(Natural-language object grounding data)
- - - -

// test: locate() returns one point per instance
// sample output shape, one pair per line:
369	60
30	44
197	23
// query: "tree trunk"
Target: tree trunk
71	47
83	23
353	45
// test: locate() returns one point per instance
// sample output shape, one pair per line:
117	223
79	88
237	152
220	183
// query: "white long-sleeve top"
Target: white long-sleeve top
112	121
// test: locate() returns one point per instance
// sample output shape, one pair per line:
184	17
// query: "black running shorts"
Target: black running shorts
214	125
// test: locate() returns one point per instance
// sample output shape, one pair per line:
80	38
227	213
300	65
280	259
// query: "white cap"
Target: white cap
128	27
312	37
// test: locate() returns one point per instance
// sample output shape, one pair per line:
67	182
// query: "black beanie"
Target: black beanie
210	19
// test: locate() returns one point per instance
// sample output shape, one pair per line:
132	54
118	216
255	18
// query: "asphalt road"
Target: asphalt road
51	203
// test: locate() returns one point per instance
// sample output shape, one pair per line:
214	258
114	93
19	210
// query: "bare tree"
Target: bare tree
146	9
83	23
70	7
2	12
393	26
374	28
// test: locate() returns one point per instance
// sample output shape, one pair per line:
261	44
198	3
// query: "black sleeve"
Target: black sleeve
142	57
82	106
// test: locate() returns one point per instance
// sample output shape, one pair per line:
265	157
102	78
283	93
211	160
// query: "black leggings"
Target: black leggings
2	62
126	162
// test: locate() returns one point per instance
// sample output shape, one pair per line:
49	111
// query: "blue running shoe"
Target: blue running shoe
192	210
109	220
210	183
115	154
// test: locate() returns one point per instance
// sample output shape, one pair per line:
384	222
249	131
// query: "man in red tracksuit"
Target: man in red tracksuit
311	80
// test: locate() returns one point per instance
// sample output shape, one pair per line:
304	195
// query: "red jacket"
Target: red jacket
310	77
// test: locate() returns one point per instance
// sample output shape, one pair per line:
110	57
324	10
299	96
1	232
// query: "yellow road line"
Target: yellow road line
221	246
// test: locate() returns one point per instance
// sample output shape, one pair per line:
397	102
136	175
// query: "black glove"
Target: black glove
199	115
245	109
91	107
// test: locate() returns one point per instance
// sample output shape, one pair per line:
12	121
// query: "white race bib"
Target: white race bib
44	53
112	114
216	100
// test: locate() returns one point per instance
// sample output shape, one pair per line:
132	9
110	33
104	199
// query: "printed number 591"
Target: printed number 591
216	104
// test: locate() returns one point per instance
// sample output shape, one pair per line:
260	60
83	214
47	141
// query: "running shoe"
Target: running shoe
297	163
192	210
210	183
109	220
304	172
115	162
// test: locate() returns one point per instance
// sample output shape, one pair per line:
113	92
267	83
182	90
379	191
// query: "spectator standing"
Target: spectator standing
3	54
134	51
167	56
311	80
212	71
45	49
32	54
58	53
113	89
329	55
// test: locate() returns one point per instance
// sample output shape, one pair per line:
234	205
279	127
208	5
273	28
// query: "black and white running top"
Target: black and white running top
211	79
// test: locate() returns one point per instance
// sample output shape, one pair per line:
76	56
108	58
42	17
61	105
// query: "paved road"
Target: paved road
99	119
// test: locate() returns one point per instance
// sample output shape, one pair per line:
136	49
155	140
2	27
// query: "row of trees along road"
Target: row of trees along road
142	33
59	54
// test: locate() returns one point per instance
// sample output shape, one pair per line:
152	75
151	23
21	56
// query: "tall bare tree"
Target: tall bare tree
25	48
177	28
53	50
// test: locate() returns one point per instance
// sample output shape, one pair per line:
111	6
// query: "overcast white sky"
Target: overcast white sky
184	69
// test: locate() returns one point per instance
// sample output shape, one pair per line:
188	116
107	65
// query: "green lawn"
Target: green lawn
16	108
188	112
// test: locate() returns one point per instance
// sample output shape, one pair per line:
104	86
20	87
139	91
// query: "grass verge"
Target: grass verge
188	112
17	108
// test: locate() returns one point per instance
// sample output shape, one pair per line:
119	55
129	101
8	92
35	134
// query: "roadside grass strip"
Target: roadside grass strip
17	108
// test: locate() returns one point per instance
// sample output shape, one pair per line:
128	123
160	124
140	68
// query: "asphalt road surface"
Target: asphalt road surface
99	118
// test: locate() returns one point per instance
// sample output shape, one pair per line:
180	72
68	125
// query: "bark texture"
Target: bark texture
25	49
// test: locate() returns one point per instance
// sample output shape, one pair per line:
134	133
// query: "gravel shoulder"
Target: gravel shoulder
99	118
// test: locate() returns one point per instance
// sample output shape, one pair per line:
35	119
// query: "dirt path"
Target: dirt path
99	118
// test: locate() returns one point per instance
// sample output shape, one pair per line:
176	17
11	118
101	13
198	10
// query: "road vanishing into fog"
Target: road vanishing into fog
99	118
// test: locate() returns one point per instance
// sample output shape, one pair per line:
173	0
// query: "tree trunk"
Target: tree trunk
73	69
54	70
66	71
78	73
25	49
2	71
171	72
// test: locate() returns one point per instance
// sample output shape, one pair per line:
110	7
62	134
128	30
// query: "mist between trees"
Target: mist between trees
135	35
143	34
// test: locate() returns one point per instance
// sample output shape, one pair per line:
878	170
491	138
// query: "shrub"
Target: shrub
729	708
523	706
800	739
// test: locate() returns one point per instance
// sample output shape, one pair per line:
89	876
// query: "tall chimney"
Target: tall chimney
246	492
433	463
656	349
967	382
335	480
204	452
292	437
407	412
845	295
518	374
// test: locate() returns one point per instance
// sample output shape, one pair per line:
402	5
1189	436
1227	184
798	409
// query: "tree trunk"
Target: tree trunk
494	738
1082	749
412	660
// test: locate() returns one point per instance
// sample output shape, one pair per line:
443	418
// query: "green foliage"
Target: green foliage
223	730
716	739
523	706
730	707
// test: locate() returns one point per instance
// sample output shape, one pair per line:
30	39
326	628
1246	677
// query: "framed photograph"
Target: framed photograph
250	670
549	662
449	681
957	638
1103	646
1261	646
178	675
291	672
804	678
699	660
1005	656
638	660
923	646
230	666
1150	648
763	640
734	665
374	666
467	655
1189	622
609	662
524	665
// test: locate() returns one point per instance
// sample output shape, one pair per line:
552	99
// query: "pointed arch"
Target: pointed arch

- - - -

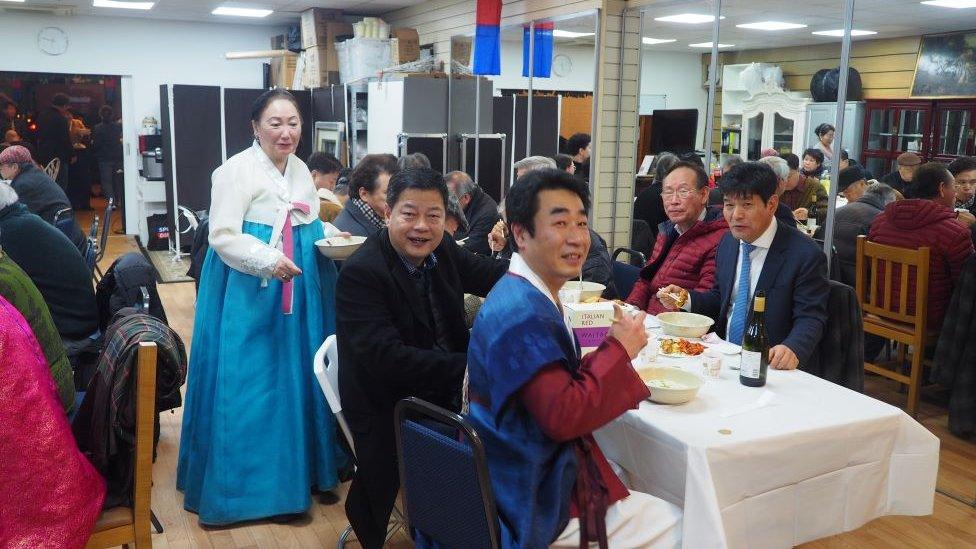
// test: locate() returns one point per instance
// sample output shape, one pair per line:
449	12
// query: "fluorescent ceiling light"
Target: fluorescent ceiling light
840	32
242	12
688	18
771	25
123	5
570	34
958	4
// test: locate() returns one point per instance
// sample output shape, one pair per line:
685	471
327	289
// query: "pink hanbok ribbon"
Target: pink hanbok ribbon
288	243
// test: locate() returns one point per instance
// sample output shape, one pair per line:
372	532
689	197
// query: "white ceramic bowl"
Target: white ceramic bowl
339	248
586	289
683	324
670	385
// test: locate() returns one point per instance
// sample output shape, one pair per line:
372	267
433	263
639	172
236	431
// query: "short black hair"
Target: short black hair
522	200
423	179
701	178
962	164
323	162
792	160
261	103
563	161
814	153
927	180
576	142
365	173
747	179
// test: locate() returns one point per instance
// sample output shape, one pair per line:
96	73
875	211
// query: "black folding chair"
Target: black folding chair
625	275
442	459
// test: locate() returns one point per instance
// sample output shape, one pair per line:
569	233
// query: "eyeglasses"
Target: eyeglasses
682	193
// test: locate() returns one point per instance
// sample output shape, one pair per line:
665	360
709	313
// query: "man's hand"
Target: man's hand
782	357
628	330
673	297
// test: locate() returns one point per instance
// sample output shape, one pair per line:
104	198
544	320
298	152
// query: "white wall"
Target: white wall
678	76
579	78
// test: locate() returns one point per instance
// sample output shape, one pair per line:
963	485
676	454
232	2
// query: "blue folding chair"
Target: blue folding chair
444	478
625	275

- - - -

- _TASK REQUIREMENTS_
Only lines with the word "arch" count here; copy every one from the records.

- _COMPLETED TASK_
// query: "pointed arch"
Target: pointed arch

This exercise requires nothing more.